### Problem requirements
Copy every one of the records below word for word.
•••••
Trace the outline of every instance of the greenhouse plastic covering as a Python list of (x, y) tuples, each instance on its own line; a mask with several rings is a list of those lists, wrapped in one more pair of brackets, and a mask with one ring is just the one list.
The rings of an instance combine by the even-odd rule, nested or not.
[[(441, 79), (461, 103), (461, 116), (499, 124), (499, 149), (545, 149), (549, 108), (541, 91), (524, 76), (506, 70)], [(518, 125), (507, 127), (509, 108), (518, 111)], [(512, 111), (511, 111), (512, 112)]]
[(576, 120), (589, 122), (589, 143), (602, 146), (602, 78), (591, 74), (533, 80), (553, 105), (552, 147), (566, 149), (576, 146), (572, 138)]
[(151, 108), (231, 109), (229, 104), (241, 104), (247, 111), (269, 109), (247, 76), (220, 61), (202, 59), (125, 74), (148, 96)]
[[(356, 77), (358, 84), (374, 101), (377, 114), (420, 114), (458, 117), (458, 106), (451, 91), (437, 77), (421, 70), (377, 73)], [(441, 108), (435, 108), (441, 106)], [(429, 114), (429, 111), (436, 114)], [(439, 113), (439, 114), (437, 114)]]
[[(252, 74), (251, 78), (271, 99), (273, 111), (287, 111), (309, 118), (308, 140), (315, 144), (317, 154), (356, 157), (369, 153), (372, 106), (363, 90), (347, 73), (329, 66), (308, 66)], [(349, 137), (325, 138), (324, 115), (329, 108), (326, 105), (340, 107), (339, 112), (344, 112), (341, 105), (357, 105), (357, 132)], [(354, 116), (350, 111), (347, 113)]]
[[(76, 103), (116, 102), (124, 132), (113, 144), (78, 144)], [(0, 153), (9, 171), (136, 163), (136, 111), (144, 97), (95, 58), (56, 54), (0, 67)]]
•••••
### Exercise solution
Trace the outline of every instance of the greenhouse plastic covering as a Python list of (x, y) tuples, each instance on its own line; a mask with several rings is a list of those lists, wrapped in one more pair of brackets, and a mask with one ring is just the one list.
The rings of an instance combine by the even-odd rule, nested or not.
[[(441, 79), (461, 103), (461, 116), (499, 124), (499, 149), (545, 149), (549, 108), (541, 91), (524, 76), (506, 70)], [(518, 125), (507, 127), (509, 108), (518, 111)], [(512, 111), (511, 111), (512, 112)]]
[(576, 120), (589, 122), (589, 143), (602, 146), (602, 78), (591, 74), (533, 80), (553, 105), (552, 147), (566, 149), (576, 146), (572, 138)]
[(151, 108), (231, 109), (229, 104), (241, 104), (247, 111), (269, 109), (247, 76), (220, 61), (202, 59), (125, 74), (148, 96)]
[[(356, 77), (358, 84), (374, 101), (377, 114), (420, 114), (458, 117), (458, 106), (451, 91), (437, 77), (421, 70), (377, 73)], [(441, 108), (435, 108), (441, 106)], [(429, 114), (429, 111), (436, 114)], [(439, 113), (439, 114), (437, 114)]]
[[(252, 74), (251, 78), (271, 99), (273, 111), (287, 111), (309, 118), (308, 140), (315, 144), (317, 154), (356, 157), (369, 153), (372, 106), (363, 90), (347, 73), (329, 66), (308, 66)], [(349, 137), (325, 138), (324, 115), (329, 108), (326, 105), (340, 107), (339, 112), (344, 112), (341, 105), (357, 105), (357, 132)], [(354, 116), (350, 111), (347, 113)]]
[[(76, 103), (116, 102), (124, 132), (113, 144), (78, 144)], [(0, 153), (9, 171), (136, 163), (136, 111), (144, 97), (95, 58), (56, 54), (0, 67)]]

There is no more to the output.